[Start of Extracted information]
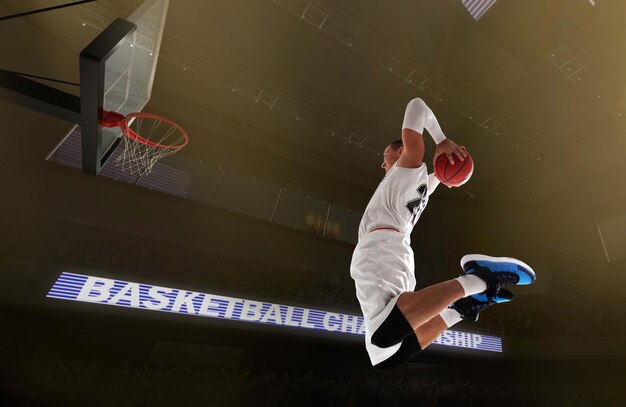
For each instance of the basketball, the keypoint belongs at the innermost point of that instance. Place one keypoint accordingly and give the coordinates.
(453, 175)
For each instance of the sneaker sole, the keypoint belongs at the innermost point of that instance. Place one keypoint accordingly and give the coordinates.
(526, 273)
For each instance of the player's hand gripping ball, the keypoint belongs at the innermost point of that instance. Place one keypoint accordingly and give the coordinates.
(454, 175)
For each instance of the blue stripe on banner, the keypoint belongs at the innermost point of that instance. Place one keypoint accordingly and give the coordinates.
(477, 8)
(77, 287)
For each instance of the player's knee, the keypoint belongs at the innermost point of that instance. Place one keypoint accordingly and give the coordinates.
(384, 338)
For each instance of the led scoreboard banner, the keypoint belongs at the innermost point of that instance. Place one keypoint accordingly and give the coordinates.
(99, 290)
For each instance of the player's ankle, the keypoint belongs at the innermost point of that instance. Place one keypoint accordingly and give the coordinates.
(471, 284)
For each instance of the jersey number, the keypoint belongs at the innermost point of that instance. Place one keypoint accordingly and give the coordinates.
(415, 206)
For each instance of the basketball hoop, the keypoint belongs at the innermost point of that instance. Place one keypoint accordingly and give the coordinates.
(147, 138)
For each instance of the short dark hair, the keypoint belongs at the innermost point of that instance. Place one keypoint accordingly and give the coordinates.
(396, 145)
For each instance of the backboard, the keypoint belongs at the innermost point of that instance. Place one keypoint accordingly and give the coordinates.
(117, 72)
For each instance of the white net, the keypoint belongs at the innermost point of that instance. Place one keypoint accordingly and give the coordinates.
(147, 138)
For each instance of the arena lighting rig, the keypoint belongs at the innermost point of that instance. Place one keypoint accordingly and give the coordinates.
(100, 290)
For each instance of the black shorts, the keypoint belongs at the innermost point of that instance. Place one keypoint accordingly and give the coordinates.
(396, 326)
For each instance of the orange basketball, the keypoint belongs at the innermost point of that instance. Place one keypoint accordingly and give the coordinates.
(453, 175)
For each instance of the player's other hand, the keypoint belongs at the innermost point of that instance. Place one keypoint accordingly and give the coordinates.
(450, 148)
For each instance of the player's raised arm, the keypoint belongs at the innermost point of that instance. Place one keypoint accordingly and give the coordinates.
(417, 117)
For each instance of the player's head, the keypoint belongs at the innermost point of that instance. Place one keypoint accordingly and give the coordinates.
(391, 154)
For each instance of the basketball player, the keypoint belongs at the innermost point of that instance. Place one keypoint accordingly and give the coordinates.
(400, 322)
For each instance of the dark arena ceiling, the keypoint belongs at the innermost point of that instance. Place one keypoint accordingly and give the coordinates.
(304, 96)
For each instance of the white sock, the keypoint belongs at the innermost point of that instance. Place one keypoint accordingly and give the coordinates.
(472, 284)
(450, 316)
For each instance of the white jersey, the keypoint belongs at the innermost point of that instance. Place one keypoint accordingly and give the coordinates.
(382, 264)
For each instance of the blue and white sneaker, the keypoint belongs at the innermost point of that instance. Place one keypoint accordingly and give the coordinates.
(498, 271)
(470, 307)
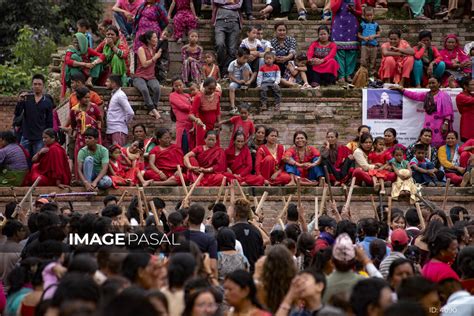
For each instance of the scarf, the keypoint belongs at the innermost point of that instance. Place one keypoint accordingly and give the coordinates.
(429, 104)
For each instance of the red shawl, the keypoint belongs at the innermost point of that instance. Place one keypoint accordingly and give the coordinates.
(240, 164)
(212, 157)
(168, 159)
(55, 165)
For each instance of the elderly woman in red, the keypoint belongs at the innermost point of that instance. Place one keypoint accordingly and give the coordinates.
(301, 160)
(362, 165)
(51, 163)
(164, 160)
(269, 162)
(206, 110)
(465, 104)
(208, 159)
(239, 162)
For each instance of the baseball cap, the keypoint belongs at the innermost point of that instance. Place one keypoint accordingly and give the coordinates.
(343, 249)
(399, 237)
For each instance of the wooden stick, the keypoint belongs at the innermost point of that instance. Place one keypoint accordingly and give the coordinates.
(121, 197)
(328, 181)
(186, 198)
(285, 208)
(19, 207)
(376, 213)
(140, 206)
(221, 188)
(183, 183)
(323, 200)
(389, 210)
(260, 204)
(349, 195)
(155, 213)
(316, 213)
(420, 216)
(241, 190)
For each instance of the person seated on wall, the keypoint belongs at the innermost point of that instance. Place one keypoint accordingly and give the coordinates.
(208, 159)
(13, 161)
(115, 49)
(301, 160)
(397, 59)
(50, 163)
(239, 162)
(80, 58)
(164, 159)
(428, 61)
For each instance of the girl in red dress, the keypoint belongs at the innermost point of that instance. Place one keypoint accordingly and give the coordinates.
(206, 111)
(239, 162)
(269, 162)
(164, 160)
(208, 159)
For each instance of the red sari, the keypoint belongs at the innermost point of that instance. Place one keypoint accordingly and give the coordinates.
(53, 167)
(266, 165)
(241, 167)
(166, 160)
(81, 120)
(207, 158)
(209, 112)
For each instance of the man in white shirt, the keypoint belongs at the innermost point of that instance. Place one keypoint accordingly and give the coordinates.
(119, 112)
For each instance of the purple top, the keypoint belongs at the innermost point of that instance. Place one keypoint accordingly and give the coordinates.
(12, 157)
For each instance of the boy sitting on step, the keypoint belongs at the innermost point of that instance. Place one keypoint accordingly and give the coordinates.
(268, 78)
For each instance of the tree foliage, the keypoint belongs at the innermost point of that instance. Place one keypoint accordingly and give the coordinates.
(57, 16)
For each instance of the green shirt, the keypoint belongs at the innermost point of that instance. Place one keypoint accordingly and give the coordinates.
(101, 156)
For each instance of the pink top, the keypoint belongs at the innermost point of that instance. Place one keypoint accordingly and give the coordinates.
(130, 6)
(437, 271)
(147, 73)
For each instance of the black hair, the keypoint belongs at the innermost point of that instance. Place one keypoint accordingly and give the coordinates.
(145, 38)
(219, 220)
(133, 262)
(323, 28)
(196, 214)
(91, 132)
(8, 137)
(38, 76)
(111, 211)
(277, 236)
(366, 293)
(116, 79)
(181, 267)
(292, 212)
(244, 280)
(405, 308)
(299, 133)
(441, 242)
(396, 32)
(280, 23)
(109, 198)
(415, 288)
(79, 76)
(425, 33)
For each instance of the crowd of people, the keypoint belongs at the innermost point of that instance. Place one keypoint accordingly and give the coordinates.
(223, 261)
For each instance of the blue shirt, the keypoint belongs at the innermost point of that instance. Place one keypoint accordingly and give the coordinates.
(369, 29)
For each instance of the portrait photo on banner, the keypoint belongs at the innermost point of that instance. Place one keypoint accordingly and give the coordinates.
(384, 108)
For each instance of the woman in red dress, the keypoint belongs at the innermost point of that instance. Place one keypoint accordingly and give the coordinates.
(206, 110)
(208, 159)
(164, 160)
(239, 162)
(83, 115)
(269, 162)
(302, 160)
(181, 105)
(51, 163)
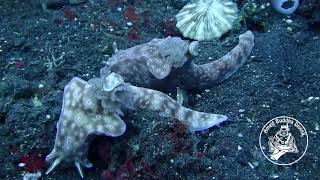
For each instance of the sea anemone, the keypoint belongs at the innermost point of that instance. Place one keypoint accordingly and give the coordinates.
(285, 6)
(206, 19)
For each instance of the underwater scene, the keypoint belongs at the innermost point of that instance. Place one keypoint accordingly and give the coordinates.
(159, 89)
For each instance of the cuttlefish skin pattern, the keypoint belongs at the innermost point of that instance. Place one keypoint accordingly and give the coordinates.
(95, 106)
(167, 63)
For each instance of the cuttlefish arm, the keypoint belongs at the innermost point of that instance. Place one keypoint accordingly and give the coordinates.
(193, 76)
(139, 98)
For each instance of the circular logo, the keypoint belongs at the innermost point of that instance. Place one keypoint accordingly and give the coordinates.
(283, 140)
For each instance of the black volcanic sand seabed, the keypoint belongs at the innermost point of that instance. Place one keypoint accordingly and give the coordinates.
(284, 70)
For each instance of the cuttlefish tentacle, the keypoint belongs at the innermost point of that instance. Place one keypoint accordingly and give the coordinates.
(167, 63)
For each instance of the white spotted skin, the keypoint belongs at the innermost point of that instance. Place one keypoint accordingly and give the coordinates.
(80, 118)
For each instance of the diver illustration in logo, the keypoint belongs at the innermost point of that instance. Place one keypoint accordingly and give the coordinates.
(281, 143)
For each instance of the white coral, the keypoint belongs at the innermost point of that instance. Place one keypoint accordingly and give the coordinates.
(206, 19)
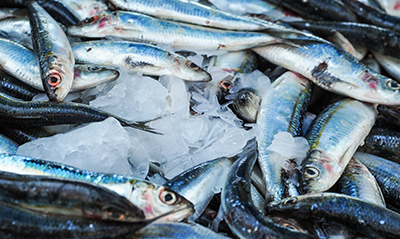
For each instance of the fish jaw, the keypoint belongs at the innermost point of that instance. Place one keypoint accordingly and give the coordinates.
(317, 171)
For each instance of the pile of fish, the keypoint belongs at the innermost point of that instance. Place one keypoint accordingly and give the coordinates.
(310, 89)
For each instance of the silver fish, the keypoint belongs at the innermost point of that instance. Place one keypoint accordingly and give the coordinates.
(53, 51)
(334, 136)
(334, 70)
(138, 57)
(181, 36)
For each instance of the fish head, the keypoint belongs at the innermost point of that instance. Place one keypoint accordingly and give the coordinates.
(189, 71)
(318, 172)
(156, 201)
(96, 26)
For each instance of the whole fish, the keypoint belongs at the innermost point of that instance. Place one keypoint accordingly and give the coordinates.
(334, 70)
(334, 136)
(373, 16)
(138, 57)
(197, 184)
(384, 143)
(190, 12)
(386, 173)
(181, 36)
(53, 52)
(366, 218)
(280, 114)
(152, 199)
(175, 230)
(357, 181)
(66, 198)
(41, 113)
(239, 212)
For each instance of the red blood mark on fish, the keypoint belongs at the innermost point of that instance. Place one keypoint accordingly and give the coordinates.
(396, 6)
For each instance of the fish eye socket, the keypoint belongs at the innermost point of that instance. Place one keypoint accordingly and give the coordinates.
(392, 84)
(311, 172)
(191, 65)
(168, 197)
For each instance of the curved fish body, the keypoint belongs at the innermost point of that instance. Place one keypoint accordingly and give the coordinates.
(152, 199)
(334, 70)
(7, 145)
(384, 143)
(16, 88)
(366, 218)
(86, 8)
(43, 113)
(357, 181)
(372, 37)
(373, 16)
(181, 36)
(197, 184)
(334, 136)
(189, 12)
(387, 174)
(138, 57)
(282, 109)
(243, 218)
(53, 52)
(53, 196)
(175, 230)
(22, 224)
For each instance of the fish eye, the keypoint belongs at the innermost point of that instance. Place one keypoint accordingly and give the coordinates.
(392, 84)
(191, 65)
(167, 197)
(311, 172)
(54, 79)
(89, 20)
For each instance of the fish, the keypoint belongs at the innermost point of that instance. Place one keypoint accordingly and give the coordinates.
(386, 174)
(138, 27)
(43, 113)
(241, 215)
(137, 57)
(357, 181)
(293, 92)
(334, 136)
(66, 198)
(154, 200)
(53, 52)
(197, 184)
(334, 70)
(189, 12)
(366, 218)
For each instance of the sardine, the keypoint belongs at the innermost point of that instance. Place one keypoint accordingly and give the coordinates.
(334, 70)
(181, 36)
(386, 173)
(197, 184)
(53, 52)
(239, 212)
(366, 218)
(66, 198)
(138, 57)
(334, 136)
(282, 109)
(152, 199)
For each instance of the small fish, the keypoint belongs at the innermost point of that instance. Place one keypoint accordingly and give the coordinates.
(334, 136)
(152, 199)
(138, 57)
(66, 198)
(53, 52)
(334, 70)
(366, 218)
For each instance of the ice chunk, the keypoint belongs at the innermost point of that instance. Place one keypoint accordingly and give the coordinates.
(133, 97)
(100, 146)
(290, 147)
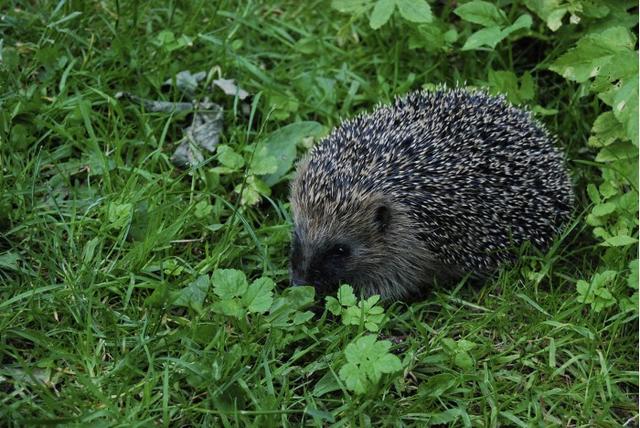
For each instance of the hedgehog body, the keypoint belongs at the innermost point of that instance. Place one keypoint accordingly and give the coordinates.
(435, 186)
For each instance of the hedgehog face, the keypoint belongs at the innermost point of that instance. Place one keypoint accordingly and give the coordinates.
(331, 249)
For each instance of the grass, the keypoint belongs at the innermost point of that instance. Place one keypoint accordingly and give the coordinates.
(100, 232)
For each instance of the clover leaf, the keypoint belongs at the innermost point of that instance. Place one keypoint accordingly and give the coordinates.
(367, 360)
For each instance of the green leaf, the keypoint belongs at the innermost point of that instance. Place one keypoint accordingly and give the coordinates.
(263, 163)
(486, 37)
(602, 210)
(591, 53)
(381, 13)
(550, 11)
(617, 152)
(625, 108)
(285, 310)
(388, 363)
(619, 241)
(463, 360)
(229, 307)
(119, 214)
(328, 383)
(481, 12)
(593, 193)
(595, 292)
(281, 144)
(229, 158)
(193, 295)
(417, 11)
(346, 296)
(354, 7)
(632, 280)
(259, 297)
(523, 21)
(229, 283)
(203, 209)
(333, 305)
(466, 345)
(354, 378)
(605, 130)
(9, 260)
(367, 359)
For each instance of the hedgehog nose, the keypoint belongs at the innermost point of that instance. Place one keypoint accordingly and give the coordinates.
(298, 280)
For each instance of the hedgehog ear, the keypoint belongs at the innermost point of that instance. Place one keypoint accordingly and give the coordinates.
(382, 217)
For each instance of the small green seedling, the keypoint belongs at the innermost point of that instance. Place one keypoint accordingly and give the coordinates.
(238, 298)
(367, 360)
(354, 312)
(596, 292)
(460, 352)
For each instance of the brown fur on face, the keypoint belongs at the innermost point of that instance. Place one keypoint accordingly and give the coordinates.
(363, 239)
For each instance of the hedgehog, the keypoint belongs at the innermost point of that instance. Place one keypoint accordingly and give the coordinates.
(434, 187)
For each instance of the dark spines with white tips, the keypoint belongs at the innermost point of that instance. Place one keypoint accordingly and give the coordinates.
(466, 174)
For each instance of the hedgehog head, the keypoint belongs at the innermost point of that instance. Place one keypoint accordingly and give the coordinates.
(345, 233)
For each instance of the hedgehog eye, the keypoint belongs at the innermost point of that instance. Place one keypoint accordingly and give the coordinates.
(382, 217)
(339, 250)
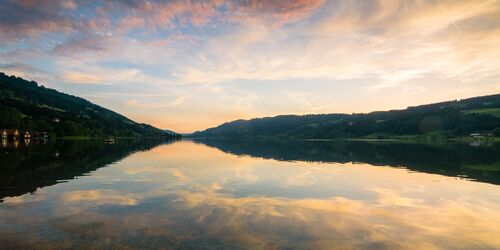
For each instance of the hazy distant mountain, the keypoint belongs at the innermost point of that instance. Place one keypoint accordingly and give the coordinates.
(26, 105)
(453, 118)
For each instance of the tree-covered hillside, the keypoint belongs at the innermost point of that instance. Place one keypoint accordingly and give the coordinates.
(26, 105)
(453, 118)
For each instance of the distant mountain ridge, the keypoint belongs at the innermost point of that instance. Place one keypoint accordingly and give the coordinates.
(26, 105)
(452, 118)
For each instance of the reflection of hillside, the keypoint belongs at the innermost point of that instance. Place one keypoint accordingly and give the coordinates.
(478, 163)
(26, 168)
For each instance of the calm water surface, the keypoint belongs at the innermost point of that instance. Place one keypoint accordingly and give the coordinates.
(249, 195)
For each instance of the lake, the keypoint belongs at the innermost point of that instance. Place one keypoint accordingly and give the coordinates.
(258, 194)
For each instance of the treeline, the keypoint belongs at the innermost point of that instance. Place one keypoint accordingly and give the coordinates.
(28, 106)
(453, 118)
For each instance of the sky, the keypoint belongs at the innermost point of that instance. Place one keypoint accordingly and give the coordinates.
(191, 65)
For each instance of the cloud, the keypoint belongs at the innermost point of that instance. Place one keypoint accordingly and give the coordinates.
(176, 102)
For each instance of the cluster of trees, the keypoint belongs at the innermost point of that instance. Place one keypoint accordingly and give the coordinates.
(26, 105)
(453, 118)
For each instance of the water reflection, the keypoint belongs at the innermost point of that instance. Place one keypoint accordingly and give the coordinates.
(187, 195)
(476, 162)
(25, 167)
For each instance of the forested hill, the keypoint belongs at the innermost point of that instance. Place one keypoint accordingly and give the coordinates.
(27, 106)
(453, 118)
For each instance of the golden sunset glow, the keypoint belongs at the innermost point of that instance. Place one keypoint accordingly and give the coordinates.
(189, 65)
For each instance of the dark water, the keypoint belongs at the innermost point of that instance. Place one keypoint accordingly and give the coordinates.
(220, 194)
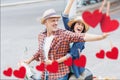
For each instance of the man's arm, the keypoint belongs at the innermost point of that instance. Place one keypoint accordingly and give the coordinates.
(62, 59)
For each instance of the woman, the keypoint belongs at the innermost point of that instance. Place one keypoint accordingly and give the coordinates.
(76, 25)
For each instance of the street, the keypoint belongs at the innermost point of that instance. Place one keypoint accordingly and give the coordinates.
(20, 26)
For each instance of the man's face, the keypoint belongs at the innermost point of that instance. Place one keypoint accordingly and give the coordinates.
(51, 24)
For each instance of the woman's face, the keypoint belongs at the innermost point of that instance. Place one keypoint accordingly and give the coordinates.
(78, 28)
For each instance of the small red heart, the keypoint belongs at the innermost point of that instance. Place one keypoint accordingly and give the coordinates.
(81, 62)
(20, 73)
(40, 67)
(100, 54)
(113, 54)
(68, 62)
(92, 19)
(108, 25)
(8, 72)
(53, 67)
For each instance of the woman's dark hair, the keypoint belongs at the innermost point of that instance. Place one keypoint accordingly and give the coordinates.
(73, 25)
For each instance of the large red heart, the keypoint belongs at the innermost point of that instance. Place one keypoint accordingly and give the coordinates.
(20, 73)
(113, 54)
(68, 62)
(108, 25)
(53, 67)
(81, 62)
(8, 72)
(100, 54)
(40, 67)
(92, 19)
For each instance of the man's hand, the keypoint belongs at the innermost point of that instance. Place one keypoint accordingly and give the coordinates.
(48, 62)
(105, 35)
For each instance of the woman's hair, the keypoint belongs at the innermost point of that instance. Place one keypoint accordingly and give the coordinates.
(73, 25)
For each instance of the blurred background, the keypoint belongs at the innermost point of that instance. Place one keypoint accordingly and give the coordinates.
(20, 26)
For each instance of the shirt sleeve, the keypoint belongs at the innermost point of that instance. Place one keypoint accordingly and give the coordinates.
(65, 21)
(74, 37)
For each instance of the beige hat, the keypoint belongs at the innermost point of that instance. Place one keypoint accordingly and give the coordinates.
(78, 19)
(48, 14)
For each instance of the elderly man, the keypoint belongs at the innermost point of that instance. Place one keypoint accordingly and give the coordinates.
(54, 45)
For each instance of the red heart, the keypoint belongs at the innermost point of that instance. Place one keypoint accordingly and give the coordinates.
(20, 73)
(40, 67)
(53, 67)
(92, 19)
(100, 54)
(108, 25)
(113, 54)
(8, 72)
(81, 62)
(68, 62)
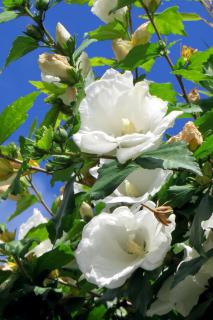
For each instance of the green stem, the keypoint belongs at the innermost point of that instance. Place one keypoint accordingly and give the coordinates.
(165, 54)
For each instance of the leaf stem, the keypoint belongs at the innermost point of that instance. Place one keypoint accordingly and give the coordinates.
(39, 197)
(165, 54)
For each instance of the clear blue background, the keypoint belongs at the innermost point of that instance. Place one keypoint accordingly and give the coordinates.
(78, 20)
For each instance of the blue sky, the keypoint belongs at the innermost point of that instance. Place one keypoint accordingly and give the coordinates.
(78, 20)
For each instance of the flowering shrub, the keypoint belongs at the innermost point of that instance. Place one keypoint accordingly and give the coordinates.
(129, 235)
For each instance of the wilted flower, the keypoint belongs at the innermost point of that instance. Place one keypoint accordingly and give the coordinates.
(141, 35)
(121, 48)
(114, 245)
(62, 35)
(120, 118)
(190, 134)
(102, 8)
(55, 65)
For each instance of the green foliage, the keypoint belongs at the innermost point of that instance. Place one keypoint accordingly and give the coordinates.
[End of Extracted information]
Copy out exactly the lines from the line with "For each instance of the blue sky, the" to the end of the listing, including both of those lines, and give nothing else.

For each instance of the blue sky, the keypoint belongs at the innermost point of that instance. Place one keypoint accordingly and give the coordinates.
(78, 20)
For each instance of the flowering shrub, the keypoint belongs at the innermost point of that instance. Place one keypoint accordingly and give the coordinates.
(129, 235)
For each instance of the wilted flower, the keypoint belongs at the innermost point of that instance. Place one keypoint accordingly and give the coordinates.
(141, 35)
(121, 48)
(114, 245)
(62, 35)
(120, 118)
(190, 134)
(102, 8)
(55, 65)
For each instance of the green foliage, the keypoint belongs at the innermost point of that instance. Place one keypoint accordingly and give the coordinates.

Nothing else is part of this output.